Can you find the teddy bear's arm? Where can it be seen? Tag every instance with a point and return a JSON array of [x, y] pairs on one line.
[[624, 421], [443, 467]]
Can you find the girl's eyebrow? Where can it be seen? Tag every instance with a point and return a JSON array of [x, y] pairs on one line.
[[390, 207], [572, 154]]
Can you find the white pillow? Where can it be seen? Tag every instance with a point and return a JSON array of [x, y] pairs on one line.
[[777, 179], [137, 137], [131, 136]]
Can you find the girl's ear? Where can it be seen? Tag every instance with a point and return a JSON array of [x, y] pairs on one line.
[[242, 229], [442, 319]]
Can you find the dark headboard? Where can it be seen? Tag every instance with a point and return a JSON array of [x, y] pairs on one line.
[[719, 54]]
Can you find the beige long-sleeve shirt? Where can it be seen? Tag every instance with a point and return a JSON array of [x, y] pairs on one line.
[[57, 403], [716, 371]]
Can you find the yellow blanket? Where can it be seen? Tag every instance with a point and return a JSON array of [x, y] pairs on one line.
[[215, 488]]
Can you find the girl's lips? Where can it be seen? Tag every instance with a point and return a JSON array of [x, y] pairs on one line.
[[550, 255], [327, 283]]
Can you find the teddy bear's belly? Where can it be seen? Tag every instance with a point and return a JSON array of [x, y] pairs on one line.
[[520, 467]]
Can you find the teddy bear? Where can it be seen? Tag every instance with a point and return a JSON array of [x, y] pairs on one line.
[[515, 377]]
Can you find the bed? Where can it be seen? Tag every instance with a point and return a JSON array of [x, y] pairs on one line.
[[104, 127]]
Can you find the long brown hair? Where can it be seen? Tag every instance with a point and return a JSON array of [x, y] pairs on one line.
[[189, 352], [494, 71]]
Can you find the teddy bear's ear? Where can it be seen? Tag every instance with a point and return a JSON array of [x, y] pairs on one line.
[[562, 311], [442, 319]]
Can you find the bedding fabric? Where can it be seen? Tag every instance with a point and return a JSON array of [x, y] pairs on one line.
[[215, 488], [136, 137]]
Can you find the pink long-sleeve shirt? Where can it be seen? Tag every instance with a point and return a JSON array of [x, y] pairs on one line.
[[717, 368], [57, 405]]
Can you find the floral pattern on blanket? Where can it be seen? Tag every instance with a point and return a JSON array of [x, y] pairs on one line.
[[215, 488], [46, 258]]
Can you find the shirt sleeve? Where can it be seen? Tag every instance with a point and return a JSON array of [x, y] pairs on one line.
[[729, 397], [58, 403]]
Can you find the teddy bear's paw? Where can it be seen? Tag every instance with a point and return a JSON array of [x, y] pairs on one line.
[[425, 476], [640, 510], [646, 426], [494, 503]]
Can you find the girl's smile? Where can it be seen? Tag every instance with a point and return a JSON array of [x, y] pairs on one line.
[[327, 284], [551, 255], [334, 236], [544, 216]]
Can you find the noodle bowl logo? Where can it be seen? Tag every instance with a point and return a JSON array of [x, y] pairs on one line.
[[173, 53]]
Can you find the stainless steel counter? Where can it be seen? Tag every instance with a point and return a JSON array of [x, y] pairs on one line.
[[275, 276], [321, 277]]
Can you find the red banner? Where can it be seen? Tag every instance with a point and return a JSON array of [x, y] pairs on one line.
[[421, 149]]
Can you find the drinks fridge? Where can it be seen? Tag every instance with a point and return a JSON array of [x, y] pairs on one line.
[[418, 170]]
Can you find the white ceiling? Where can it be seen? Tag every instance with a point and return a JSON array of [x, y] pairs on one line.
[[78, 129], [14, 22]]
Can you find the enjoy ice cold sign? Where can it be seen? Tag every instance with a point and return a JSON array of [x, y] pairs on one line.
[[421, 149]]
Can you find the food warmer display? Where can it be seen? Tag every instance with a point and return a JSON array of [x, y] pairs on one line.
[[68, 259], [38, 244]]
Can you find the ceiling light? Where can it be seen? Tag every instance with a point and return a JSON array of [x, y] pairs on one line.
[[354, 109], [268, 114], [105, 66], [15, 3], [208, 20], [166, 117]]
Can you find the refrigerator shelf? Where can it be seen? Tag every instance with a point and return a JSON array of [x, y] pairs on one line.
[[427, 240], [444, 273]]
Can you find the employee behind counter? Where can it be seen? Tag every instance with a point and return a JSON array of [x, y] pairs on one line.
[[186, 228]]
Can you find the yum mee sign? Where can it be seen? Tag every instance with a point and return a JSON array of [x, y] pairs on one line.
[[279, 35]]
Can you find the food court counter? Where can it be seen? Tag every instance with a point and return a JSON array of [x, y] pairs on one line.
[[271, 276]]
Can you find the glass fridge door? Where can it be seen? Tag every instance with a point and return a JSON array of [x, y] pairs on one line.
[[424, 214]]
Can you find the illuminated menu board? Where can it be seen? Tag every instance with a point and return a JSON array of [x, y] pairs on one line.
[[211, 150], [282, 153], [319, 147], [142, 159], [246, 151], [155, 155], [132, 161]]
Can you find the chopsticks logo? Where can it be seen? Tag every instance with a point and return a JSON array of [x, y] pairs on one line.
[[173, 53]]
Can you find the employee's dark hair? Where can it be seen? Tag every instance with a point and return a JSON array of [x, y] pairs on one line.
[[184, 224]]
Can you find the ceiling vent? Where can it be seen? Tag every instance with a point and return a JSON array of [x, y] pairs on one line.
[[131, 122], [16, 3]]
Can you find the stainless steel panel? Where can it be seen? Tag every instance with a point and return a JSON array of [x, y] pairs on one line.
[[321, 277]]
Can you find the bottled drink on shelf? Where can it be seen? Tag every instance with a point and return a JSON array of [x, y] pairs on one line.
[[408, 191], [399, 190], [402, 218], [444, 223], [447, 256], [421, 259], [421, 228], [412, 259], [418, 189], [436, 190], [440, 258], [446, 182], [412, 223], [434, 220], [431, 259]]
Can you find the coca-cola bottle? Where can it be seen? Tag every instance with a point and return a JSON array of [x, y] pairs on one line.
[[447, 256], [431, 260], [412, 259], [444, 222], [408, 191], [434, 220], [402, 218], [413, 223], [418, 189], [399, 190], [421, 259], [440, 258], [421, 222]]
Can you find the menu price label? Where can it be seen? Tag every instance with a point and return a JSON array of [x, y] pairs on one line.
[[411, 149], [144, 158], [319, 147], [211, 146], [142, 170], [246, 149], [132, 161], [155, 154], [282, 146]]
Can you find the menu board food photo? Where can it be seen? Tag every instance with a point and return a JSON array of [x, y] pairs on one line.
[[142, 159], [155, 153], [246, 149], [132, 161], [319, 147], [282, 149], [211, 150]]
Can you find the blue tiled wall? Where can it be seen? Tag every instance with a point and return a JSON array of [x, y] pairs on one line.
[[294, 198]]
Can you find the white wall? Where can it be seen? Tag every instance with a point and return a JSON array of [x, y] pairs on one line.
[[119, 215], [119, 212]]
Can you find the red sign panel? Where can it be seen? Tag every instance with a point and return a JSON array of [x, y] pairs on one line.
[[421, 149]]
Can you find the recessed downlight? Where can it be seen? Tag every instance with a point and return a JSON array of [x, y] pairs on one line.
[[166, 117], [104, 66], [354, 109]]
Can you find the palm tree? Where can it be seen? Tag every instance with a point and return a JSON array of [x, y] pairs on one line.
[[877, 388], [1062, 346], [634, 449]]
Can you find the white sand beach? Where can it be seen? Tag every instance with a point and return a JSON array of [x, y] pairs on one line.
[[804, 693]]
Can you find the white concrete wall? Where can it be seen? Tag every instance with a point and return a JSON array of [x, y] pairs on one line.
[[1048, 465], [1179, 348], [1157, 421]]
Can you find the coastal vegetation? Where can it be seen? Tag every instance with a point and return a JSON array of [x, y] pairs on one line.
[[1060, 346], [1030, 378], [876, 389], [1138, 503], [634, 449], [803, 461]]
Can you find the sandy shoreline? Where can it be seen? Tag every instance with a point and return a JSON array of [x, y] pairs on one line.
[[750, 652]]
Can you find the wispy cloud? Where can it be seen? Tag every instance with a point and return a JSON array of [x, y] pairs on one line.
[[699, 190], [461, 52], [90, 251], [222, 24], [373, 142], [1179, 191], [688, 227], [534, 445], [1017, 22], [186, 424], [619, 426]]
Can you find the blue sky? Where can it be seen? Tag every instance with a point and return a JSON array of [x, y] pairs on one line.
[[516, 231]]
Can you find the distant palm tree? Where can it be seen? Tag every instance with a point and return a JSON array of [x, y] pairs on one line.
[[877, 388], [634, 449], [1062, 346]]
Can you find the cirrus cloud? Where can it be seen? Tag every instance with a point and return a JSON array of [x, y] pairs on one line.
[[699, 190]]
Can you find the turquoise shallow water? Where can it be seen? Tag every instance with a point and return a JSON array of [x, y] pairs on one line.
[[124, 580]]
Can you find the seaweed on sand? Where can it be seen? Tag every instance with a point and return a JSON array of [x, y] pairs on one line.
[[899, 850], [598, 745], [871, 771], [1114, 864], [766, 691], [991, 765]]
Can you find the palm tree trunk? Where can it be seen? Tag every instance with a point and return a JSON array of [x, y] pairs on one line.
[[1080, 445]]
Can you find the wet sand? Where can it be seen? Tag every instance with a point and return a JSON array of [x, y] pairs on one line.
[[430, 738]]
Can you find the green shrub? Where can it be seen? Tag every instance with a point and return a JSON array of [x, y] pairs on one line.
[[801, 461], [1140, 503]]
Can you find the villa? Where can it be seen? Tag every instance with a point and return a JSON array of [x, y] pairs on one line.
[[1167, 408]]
---
** What is asked **
Print the lines starting at the one that contains "Can you find the pink" and ending at the one that contains "[[275, 276], [321, 277]]", both included, with no changes to any of them.

** Output below **
Can you find the pink long-sleeve shirt? Where can it be seen? Tag every instance with a point and return a JSON array of [x, y] pairs on one line.
[[717, 368], [57, 405]]
Can you find the floral pattern on blanket? Where can it be seen? Tag every instance with a point and return a JSON array of [x, y] pairs on one line.
[[215, 488], [46, 258]]
Can you find the shirt sleeve? Where can it be seen? Tag every instance with a point and return a JSON array of [x, y] pairs on one line.
[[729, 397], [58, 403]]
Can you find the teddy bear's paw? Where can it be seen? Tag every instance with a point and return a JSON array of [x, y] pairs on one line.
[[425, 476], [640, 510], [646, 426], [494, 503]]
Can you find the girl's smile? Where can it be seen? Tag every instance with a point and return a JSON array of [x, y] pairs on one line.
[[327, 284], [551, 255], [334, 236], [544, 216]]
Can you find the noodle bowl logo? Where can it be seen? Tag every instance with a point and return a JSON array of [x, y] pairs on one line.
[[173, 53]]
Can you find the stainless steel counter? Where can it be seen? Tag every instance with a point and return a JSON array of [x, y] pairs on one line.
[[275, 276], [321, 277]]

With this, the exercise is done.